── Source records ──

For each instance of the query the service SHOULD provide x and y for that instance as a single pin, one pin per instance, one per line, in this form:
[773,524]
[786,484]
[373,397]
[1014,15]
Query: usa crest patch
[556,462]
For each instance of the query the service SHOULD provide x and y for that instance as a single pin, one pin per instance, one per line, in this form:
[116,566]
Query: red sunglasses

───
── Source records ──

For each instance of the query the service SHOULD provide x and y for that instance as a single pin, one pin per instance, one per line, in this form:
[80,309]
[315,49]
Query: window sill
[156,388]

───

What is required: Reproduce exactly the lines of the records above from the one with "Query: usa crest patch" to the one with "Query: red sunglasses", both included, and leave out everything else.

Answer to this task:
Query: usa crest patch
[556,462]
For each instance of the query the service SHOULD provide x and y for that instance as a single pin, one pin per instance, one per line, in this form:
[116,566]
Query: red sunglasses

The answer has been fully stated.